**To be done:** Please write out every line of the material below again, requests included, with the pictures left out. Scale only the polygon coordinates in the answers by 0.4, rounding each to a whole number with halves rounded up.

**Outline records:**
# # # #

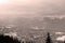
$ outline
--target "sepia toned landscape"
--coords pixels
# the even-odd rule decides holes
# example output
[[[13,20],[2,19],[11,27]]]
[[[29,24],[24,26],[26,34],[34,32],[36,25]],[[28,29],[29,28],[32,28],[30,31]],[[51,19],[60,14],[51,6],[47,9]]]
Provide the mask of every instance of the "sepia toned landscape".
[[[0,43],[65,43],[65,0],[0,0]]]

# # # #

**Expected answer:**
$ outline
--target "sepia toned landscape"
--coords pixels
# the even-odd rule decides holes
# example output
[[[13,20],[2,19],[11,27]]]
[[[29,24],[24,26],[26,34],[34,32],[36,25]],[[28,29],[29,28],[32,28],[30,31]],[[51,19],[60,14],[51,6],[47,9]]]
Provide the mask of every instance of the "sepia toned landscape".
[[[0,17],[26,17],[26,0],[0,0]]]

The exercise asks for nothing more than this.